_Quelle_
-*-

Den Workshops des RSB zu Handlung und Musik von Richard Wagners „Der Ring des Nibelungen“ folgte nun eine Aufführungsserie, die im Oktober dieses Jahres fortgesetzt wird. Im Programmheft der „Großen Oper für kleine Leute“ sind einige Arbeiten der jüngsten „Ring“-Exegeten reproduziert.

„Der ‚Ring’ in 100 Minuten“ nannte sich das Aufführungsprojekt eines „Szenischen Konzerts“, aber bei den 100 Minuten blieb es nicht; am Ende hielt jeder der beiden Teile der Aufführung diese zeitliche Bemessungsgrenze ein, „Das Rheingold“ plus „Die „Walküre“, sowie „Siegfried“ plus „Götterdämmerung“.

Bereits seit den Sechzigerjahren des vorigen Jahrhunderts gibt es immer wieder Versuche, die vier Teile des „Ring“-Zyklus auf einen Abend – respektive hier: auf einen Vor- und Nachmittag – zu verdichten. Die Schwierigkeit stellt dabei stets dar, dass zum Einen die Handlung vermittelt werden soll, zum Anderen aber die musikalischen Höhepunkte, in denen gerade diese Handlung zumeist retardiert, nicht fehlen sollen. Beim Einstreichen der Partitur erweisen sich dann dramaturgisch denkbare Striche häufig als harmonisch nicht machbar. Für den jüngsten Versuch einer Verkürzung, die „Partitur der Neufassung“, zeichnet Aurélien Bello verantwortlich, mit einigen originellen und für den Wagner-Kenner durchaus witzigen Schnitten und Übergängen. Erleichtert wurde das Procedere für den Bearbeiter durch Unterbrechungen, für die hier ein Erzähler in der Rolle des Luna sorgt; die Namensgebung hat nichts mit dem anderen Jubilar des Vorjahres zu tun, meint also nicht den Handlungsträger in Verdis „Trovatore“, sondern die Personifizierung des (Mannes im) Mond.

Warum gerade der Mond, sollte man den Dramaturgen Steffen Georgi oder die Regisseurin Jasmin Solfaghari fragen. Bei Wagners „Ring“-Handlung hätte es doch durchaus naheliegendere Möglichkeiten einer Figuren-Ergänzung gegeben, etwa durch den von seinen Töchtern besungenen Vater Rhein. Der Mond hingegen ist nachgewiesenermaßen eines der optischen Leitmotive Richard Wagners, als der Spiegel des Sonnenhelden. Aber so tief mochte die Bearbeitung für ein junges Publikum nicht gründen.

-*-

_Bereitgestellte Daten_
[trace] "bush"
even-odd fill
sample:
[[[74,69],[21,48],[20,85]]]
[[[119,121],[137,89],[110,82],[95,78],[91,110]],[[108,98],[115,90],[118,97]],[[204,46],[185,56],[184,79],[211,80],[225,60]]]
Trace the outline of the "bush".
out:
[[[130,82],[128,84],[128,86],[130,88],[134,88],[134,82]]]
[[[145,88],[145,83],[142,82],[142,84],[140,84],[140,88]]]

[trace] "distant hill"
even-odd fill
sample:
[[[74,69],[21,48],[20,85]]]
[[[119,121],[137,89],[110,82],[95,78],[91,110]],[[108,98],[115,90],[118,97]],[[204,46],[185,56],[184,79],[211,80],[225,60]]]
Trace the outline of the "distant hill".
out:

-*-

_Übungsaufgabe A_
Wer zeichnet laut der Quelle für die „Partitur der Neufassung“ verantwortlich?
_Übungsaufgabe B_
Überarbeite den Abschnitt der Quelle beginnend bei „Warum gerade der“ und fortlaufend bis einschließlich „Publikum nicht gründen.“, wobei „Regisseurin“ durch „Spielleiterin“ ersetzt wird.
_Übungsaufgabe C_
Führe die Quelle über die gekürzte „Ring“-Aufführung im Anschluss an ihren letzten Satz fort.
Das Material ist eigenständig und gehört nicht zur Quelle.

_Endergebnis A_
Aurélien Bello.

_Endergebnis B_
Warum gerade der Mond, sollte man den Dramaturgen Steffen Georgi oder die Spielleiterin Jasmin Solfaghari fragen. Bei Wagners „Ring“-Handlung hätte es doch durchaus naheliegendere Möglichkeiten einer Figuren-Ergänzung gegeben, etwa durch den von seinen Töchtern besungenen Vater Rhein. Der Mond hingegen ist nachgewiesenermaßen eines der optischen Leitmotive Richard Wagners, als der Spiegel des Sonnenhelden. Aber so tief mochte die Bearbeitung für ein junges Publikum nicht gründen.

_Endergebnis C_
Sehr sympathisch argumentiert der Erzähler Peter Pruchniewitz, das Einmalige an diesem Planeten sei das sei das Theater und insbesondere das Musiktheater.

Für die Realisierung seines Projekts hat sich das Rundfunk-Sinfonieorchester das Atze-Musiktheater ausgesucht. Hier thront das Orchester zentral auf der Bühne, die Darsteller agieren auf der Vorbühne und auf einem Podest hinter dem Orchester. Den Abschluss des Raums bildet eine Leinwand, auf die Wolken, Feuer oder Wald projiziert werden. Beim Drachenkampf schiebt sich ein Paravent mit gemaltem chinesischem (?) Drachen auf das Podest.

Ihre Inszenierung hat Jasmin Solfaghari mit wenigen Attributen selbst ausgestattet. Weiße Stoffbahnen verbinden Zuschauer- und Bühnenraum und werden in wechselnden Farben beleuchtet, wie denn überhaupt die Lichttechnik sehr gekonnt eingesetzt ist. Bei Wagners Naturzauber blitzt es bisweilen im gesamten Zuschauerraum, in den das Spiel auch wiederholt übergreift.

„Das Rheingold“

Eine goldene Glitzerkugel steht für das Reingold, und die Rheintöchter im schwarzen Abendkleid mit Glitzerhandschuhen und durchsichtigen Stolen bewegen sich so, wie zuletzt wohl in den Fünfzigerjahren des vergangenen Jahrhunderts. Alberichs Anmache beschränkt sich auf eine der drei Hüterinnen des schlafenden Goldes, denn – wie Luna berichtet – besucht der Zwerg die Rheintöchter „immer wieder“ einmal.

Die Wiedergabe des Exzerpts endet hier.